- TASK TO CARRY OUT -
Print the records below exactly as they appear. Omit all pictures.

- DATASET RECORDS -

/---

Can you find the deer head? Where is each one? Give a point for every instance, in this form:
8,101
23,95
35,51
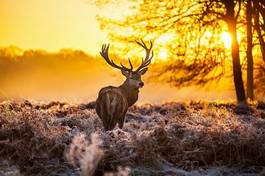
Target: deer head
133,78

\---

- ANSWER AREA -
Can you find the deer head? Where is each one? Give a point for every instance, in this form:
8,101
23,95
35,51
Target: deer head
133,78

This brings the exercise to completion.